**THE RECORDS**
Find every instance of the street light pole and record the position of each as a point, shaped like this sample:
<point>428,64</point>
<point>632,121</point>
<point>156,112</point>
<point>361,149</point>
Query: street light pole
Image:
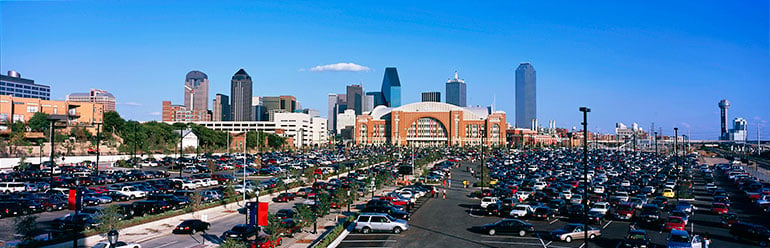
<point>98,140</point>
<point>585,111</point>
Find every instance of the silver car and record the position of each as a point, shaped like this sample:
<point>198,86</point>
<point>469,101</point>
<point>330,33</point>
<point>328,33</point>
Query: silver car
<point>379,222</point>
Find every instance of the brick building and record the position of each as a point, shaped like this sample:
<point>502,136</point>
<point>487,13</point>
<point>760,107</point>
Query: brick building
<point>430,124</point>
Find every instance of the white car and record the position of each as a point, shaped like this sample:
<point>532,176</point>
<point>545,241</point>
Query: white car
<point>601,207</point>
<point>119,244</point>
<point>521,210</point>
<point>487,200</point>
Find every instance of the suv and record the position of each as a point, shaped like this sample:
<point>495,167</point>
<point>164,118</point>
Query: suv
<point>750,232</point>
<point>368,222</point>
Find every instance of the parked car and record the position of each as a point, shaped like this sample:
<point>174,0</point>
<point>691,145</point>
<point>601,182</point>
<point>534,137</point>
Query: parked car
<point>574,231</point>
<point>508,226</point>
<point>191,226</point>
<point>379,222</point>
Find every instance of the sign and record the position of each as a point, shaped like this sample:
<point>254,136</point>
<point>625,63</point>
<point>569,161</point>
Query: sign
<point>262,214</point>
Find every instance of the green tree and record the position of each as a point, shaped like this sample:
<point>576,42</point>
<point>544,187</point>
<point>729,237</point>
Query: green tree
<point>113,123</point>
<point>109,219</point>
<point>26,227</point>
<point>232,243</point>
<point>39,122</point>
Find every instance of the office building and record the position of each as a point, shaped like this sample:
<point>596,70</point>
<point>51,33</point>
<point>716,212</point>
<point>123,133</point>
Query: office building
<point>739,133</point>
<point>723,106</point>
<point>391,88</point>
<point>14,85</point>
<point>355,98</point>
<point>78,114</point>
<point>456,91</point>
<point>221,108</point>
<point>180,113</point>
<point>95,96</point>
<point>240,96</point>
<point>433,96</point>
<point>196,91</point>
<point>526,96</point>
<point>377,97</point>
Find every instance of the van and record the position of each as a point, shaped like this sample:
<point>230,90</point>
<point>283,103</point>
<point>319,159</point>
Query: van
<point>379,222</point>
<point>8,187</point>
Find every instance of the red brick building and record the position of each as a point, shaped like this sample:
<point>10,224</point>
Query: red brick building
<point>430,124</point>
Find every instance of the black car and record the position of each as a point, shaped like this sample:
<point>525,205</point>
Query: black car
<point>508,226</point>
<point>191,226</point>
<point>392,211</point>
<point>544,213</point>
<point>751,232</point>
<point>636,239</point>
<point>241,231</point>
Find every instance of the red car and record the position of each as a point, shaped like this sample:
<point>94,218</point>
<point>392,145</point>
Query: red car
<point>284,197</point>
<point>264,241</point>
<point>674,222</point>
<point>394,200</point>
<point>719,208</point>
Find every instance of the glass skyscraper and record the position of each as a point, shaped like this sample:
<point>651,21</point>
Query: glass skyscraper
<point>391,88</point>
<point>526,95</point>
<point>240,96</point>
<point>456,91</point>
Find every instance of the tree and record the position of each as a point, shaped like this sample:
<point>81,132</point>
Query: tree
<point>113,123</point>
<point>110,218</point>
<point>232,243</point>
<point>26,226</point>
<point>39,122</point>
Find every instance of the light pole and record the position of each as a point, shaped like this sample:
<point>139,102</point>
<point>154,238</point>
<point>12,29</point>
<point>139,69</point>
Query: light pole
<point>98,140</point>
<point>585,111</point>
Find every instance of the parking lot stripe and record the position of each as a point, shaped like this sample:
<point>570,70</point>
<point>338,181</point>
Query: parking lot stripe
<point>510,243</point>
<point>367,240</point>
<point>605,225</point>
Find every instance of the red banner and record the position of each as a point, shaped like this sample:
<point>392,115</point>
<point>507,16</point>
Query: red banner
<point>262,214</point>
<point>72,200</point>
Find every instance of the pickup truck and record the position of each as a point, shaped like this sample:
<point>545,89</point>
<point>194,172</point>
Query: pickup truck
<point>131,192</point>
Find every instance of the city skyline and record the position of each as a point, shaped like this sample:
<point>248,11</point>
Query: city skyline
<point>696,61</point>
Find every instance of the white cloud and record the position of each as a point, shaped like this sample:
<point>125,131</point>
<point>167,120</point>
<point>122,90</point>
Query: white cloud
<point>340,67</point>
<point>135,104</point>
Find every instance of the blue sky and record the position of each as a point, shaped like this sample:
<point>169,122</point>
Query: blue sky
<point>663,62</point>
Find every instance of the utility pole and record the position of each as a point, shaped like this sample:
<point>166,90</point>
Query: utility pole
<point>98,140</point>
<point>585,111</point>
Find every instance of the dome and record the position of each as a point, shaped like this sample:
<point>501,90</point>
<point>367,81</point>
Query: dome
<point>196,75</point>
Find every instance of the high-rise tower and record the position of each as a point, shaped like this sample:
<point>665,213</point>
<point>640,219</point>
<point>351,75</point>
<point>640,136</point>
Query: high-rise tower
<point>723,106</point>
<point>456,91</point>
<point>391,88</point>
<point>240,96</point>
<point>196,91</point>
<point>526,96</point>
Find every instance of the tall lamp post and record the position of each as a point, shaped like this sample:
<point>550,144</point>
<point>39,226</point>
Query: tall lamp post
<point>98,140</point>
<point>585,111</point>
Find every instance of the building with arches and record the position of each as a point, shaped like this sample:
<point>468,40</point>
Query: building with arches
<point>430,124</point>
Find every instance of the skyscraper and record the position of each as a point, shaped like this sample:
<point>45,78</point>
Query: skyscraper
<point>240,93</point>
<point>355,98</point>
<point>221,108</point>
<point>526,96</point>
<point>723,106</point>
<point>433,96</point>
<point>196,91</point>
<point>391,88</point>
<point>456,91</point>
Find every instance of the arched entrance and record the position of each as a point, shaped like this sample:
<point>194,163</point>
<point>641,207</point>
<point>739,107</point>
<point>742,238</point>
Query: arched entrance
<point>426,131</point>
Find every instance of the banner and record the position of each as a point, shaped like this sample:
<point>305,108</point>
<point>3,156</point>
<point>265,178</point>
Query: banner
<point>72,199</point>
<point>263,214</point>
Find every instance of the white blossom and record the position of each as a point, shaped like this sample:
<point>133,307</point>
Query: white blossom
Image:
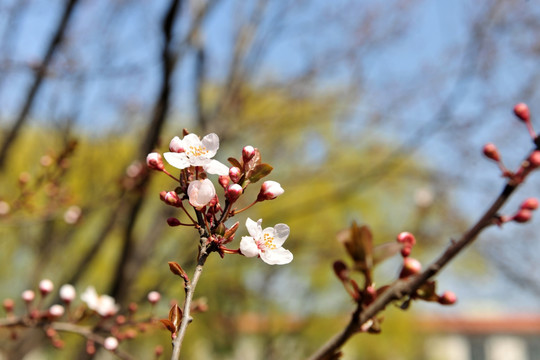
<point>267,243</point>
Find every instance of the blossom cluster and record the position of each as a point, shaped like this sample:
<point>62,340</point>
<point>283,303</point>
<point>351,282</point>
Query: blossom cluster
<point>194,157</point>
<point>67,318</point>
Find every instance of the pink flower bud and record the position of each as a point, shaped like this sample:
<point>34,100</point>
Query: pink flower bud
<point>406,238</point>
<point>9,305</point>
<point>171,198</point>
<point>28,296</point>
<point>224,181</point>
<point>447,298</point>
<point>521,110</point>
<point>200,193</point>
<point>522,216</point>
<point>154,297</point>
<point>154,161</point>
<point>270,190</point>
<point>491,152</point>
<point>411,266</point>
<point>534,158</point>
<point>56,311</point>
<point>173,221</point>
<point>234,174</point>
<point>247,153</point>
<point>233,192</point>
<point>176,145</point>
<point>110,343</point>
<point>67,293</point>
<point>530,204</point>
<point>46,286</point>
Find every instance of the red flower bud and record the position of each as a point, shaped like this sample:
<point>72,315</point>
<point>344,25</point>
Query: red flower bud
<point>522,216</point>
<point>447,298</point>
<point>491,152</point>
<point>521,110</point>
<point>534,158</point>
<point>530,204</point>
<point>173,221</point>
<point>154,161</point>
<point>406,238</point>
<point>247,153</point>
<point>411,266</point>
<point>234,174</point>
<point>233,192</point>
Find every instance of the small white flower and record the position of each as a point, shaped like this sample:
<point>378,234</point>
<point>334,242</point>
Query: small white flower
<point>191,151</point>
<point>200,193</point>
<point>104,305</point>
<point>266,243</point>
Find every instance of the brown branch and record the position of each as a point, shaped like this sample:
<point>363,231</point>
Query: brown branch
<point>407,287</point>
<point>38,79</point>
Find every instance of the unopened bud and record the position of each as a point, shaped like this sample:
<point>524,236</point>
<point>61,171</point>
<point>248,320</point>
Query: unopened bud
<point>154,161</point>
<point>9,305</point>
<point>224,181</point>
<point>406,238</point>
<point>530,204</point>
<point>247,153</point>
<point>270,190</point>
<point>67,293</point>
<point>56,311</point>
<point>491,152</point>
<point>411,267</point>
<point>447,298</point>
<point>233,192</point>
<point>521,110</point>
<point>522,216</point>
<point>28,296</point>
<point>154,297</point>
<point>46,286</point>
<point>234,174</point>
<point>173,221</point>
<point>110,343</point>
<point>534,159</point>
<point>171,198</point>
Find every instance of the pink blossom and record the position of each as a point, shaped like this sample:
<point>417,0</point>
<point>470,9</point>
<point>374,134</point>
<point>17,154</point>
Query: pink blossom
<point>200,193</point>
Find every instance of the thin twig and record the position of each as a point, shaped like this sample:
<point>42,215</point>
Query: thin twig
<point>407,287</point>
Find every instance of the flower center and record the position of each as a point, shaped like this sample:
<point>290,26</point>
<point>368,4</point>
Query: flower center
<point>196,151</point>
<point>267,242</point>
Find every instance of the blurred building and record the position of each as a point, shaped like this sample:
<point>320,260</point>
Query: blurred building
<point>493,337</point>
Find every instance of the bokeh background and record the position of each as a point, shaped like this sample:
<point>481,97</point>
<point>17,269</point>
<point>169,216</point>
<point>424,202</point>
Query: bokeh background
<point>369,111</point>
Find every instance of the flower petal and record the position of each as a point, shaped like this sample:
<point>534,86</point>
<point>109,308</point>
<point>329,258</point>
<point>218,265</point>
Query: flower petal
<point>248,246</point>
<point>254,228</point>
<point>178,160</point>
<point>215,167</point>
<point>281,234</point>
<point>211,143</point>
<point>279,256</point>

**WHAT THE TASK ASKS**
Change "blossom cluster" to "flower cluster" in the lines that open with the one containing "Find every instance of the blossom" and close with the one containing "<point>67,318</point>", leaving everything else in them the same. Give back those lines alone.

**COMPLETE OUTPUT**
Find every instance of the flower cluster and record the position of each as a point, shaped like this sample:
<point>62,340</point>
<point>283,303</point>
<point>351,282</point>
Query: flower cluster
<point>194,157</point>
<point>67,318</point>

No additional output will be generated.